**WHAT IS REQUIRED**
Without changing a single character, copy every record below.

**PROVIDED RECORDS**
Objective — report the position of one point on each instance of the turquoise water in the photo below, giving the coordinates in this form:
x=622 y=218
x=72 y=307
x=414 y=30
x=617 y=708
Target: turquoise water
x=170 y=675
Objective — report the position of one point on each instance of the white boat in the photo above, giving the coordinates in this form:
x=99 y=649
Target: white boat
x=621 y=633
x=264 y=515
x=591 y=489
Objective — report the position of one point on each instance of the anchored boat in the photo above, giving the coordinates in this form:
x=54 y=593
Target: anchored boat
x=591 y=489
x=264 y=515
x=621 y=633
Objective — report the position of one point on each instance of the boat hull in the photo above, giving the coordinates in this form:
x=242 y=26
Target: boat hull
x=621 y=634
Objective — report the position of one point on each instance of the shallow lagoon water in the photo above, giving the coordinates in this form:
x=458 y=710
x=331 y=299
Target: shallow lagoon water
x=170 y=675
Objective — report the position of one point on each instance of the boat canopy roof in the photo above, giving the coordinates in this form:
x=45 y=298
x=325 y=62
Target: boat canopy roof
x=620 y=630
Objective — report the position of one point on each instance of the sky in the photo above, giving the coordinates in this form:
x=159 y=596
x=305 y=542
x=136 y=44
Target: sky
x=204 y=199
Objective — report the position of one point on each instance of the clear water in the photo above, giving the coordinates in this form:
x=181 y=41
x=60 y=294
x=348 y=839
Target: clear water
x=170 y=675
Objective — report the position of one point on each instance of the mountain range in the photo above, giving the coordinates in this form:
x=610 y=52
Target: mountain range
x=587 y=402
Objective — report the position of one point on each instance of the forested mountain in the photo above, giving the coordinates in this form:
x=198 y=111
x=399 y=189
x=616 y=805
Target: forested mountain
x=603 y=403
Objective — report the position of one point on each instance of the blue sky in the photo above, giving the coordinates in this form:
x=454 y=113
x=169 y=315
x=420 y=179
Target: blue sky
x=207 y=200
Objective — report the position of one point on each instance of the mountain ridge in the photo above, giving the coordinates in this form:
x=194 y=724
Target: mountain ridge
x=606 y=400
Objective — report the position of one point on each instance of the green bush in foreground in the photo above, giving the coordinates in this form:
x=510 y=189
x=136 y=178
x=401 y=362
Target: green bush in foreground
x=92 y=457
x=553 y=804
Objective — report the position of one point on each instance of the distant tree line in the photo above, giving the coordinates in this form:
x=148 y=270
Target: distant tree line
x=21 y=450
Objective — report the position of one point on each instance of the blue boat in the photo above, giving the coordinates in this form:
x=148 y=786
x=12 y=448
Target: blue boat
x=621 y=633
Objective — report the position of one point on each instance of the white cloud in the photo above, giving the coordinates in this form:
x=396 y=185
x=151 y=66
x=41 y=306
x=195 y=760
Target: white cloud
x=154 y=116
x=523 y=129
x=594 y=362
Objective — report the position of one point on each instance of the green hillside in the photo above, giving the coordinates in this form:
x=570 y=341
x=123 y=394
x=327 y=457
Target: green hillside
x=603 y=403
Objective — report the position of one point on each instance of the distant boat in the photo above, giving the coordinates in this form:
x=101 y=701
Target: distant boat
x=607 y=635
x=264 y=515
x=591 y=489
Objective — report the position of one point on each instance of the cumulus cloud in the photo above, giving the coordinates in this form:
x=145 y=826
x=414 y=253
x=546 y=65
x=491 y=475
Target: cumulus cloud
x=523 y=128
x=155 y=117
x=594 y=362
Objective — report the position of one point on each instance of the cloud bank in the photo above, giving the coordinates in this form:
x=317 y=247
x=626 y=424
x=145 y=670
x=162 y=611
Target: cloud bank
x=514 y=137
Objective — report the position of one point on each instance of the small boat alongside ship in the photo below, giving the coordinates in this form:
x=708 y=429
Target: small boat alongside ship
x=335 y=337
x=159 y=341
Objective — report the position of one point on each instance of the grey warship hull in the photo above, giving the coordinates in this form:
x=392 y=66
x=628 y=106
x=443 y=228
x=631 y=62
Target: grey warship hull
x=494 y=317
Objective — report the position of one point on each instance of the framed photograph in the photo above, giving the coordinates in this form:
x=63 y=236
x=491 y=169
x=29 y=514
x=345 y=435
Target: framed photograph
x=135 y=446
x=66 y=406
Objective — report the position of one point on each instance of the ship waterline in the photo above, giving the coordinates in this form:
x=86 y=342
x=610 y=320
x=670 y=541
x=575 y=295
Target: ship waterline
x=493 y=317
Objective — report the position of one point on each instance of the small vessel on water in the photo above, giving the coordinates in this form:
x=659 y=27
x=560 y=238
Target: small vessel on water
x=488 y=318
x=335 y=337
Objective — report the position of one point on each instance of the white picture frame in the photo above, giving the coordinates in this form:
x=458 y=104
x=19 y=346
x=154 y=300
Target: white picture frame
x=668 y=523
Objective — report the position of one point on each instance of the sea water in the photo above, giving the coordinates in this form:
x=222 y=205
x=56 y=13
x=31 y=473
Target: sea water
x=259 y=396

**SOLVED EXERCISE**
Objective — report the position of one point on each instance of the turquoise water in the photo below, giving the coordinates in this form:
x=622 y=218
x=72 y=307
x=414 y=30
x=617 y=708
Target: turquoise water
x=170 y=675
Objective — report the position of one point on each instance of the white boat in the photo above, giving the coordinates in this form:
x=99 y=649
Target: white boat
x=621 y=633
x=264 y=515
x=591 y=489
Objective — report the position of one point on each instance of the anchored boat in the photo above, giving the coordinates in this form:
x=54 y=593
Target: anchored boat
x=591 y=489
x=264 y=515
x=621 y=633
Objective — report the position of one point on each instance of the boat hull in the photo above, giving the coordinates in this form:
x=242 y=26
Target: boat hull
x=621 y=634
Objective — report the position of one point on each instance of the shallow lagoon water in the photo above, giving the coordinates in this form:
x=458 y=710
x=331 y=299
Target: shallow lagoon water
x=170 y=675
Objective — report the position of one point on each instance of the boat canopy roof in the photo above, giving the coordinates in this form:
x=45 y=298
x=325 y=62
Target: boat canopy roof
x=620 y=630
Objective — report the position of one point on each instance of the sky in the photo above, giving the coordinates in this form:
x=159 y=596
x=305 y=542
x=136 y=44
Target: sky
x=204 y=199
Objective — report the position of one point on each instance of the clear water in the photo above, giving the coordinates in this form:
x=181 y=41
x=60 y=294
x=348 y=839
Target: clear water
x=170 y=675
Objective — report the position of one point on each instance of the mountain range in the photo above, giving the coordinates in this form:
x=610 y=52
Target: mountain range
x=587 y=402
Objective — report the position of one point on each instance of the forested mountain in the photo above, giving the coordinates in this form:
x=198 y=111
x=399 y=189
x=616 y=805
Target: forested mountain
x=603 y=403
Objective — report the position of one point on each instance of the blue sky in the photo above, giving the coordinates in this form:
x=454 y=113
x=169 y=315
x=420 y=179
Target: blue sky
x=207 y=200
Objective — report the position of one point on each instance of the mountain ridge in the photo above, giving the coordinates in this form:
x=194 y=724
Target: mountain ridge
x=606 y=400
Objective — report the position of one point on each instance of the green bush in foreground in the photo above, giving the coordinates in this form:
x=510 y=189
x=136 y=178
x=401 y=362
Target: green bush in foreground
x=92 y=457
x=553 y=804
Objective — report the position of one point on each instance of the distant tree line in the photo above, giving the coordinates in this form:
x=148 y=270
Target: distant tree line
x=21 y=450
Objective — report the position of one point on each instance of the blue boat in the photo above, giving the coordinates in this form:
x=148 y=786
x=12 y=448
Target: blue boat
x=621 y=633
Objective — report the position of one point on each instance of the white cloud in the photo above, giving the coordinates in this form:
x=396 y=185
x=151 y=66
x=41 y=306
x=195 y=760
Target: white cloud
x=154 y=116
x=523 y=129
x=594 y=362
Objective — report the position of one point on each instance of the green hillside in the photo above, giving the coordinates in this form:
x=570 y=341
x=123 y=394
x=327 y=457
Target: green hillside
x=603 y=403
Objective — report the position of one point on each instance of the distant boat in the photo above, giving the coordinates in this form:
x=101 y=701
Target: distant boat
x=607 y=635
x=264 y=515
x=591 y=489
Objective — report the position of one point on each instance of the cumulus cloud in the photo above, giving the coordinates in this form:
x=145 y=826
x=414 y=253
x=546 y=65
x=491 y=475
Target: cumulus cloud
x=523 y=128
x=155 y=117
x=594 y=362
Objective — report the position of one point on each instance of the cloud bank in the photo above, giving the coordinates in this form:
x=317 y=247
x=626 y=424
x=145 y=670
x=162 y=611
Target: cloud bank
x=514 y=137
Objective — report the position of one point on each instance of the small boat alongside ship in the photo below, giving the coordinates in this form:
x=708 y=429
Target: small boat alongside ship
x=335 y=337
x=159 y=341
Objective — report the position of one point on each instance of the grey warship hull in the photo above, giving the coordinates in this form:
x=392 y=66
x=628 y=106
x=443 y=228
x=631 y=62
Target: grey warship hull
x=494 y=317
Objective — report the position of one point on each instance of the framed photograph in the photo above, giving the coordinates in this form:
x=63 y=236
x=491 y=169
x=29 y=514
x=345 y=435
Target: framed photograph
x=135 y=446
x=66 y=406
Objective — report the position of one point on each instance of the ship waterline in the photo above, giving the coordinates in this form:
x=86 y=342
x=610 y=320
x=670 y=541
x=575 y=295
Target: ship waterline
x=493 y=317
Objective — report the position of one point on each instance of the small vessel on water in the photo above, giving the coordinates in this form:
x=659 y=27
x=560 y=238
Target: small vessel on water
x=488 y=318
x=335 y=337
Objective — report the position of one point on each instance of the white picture frame in the photo above, giving the coordinates in this form:
x=458 y=104
x=19 y=346
x=154 y=300
Target: white picture frame
x=668 y=523
Objective — report the position of one point on each instance of the sea water in the photo above, giving the coordinates in this form:
x=222 y=205
x=56 y=13
x=31 y=473
Target: sea water
x=259 y=396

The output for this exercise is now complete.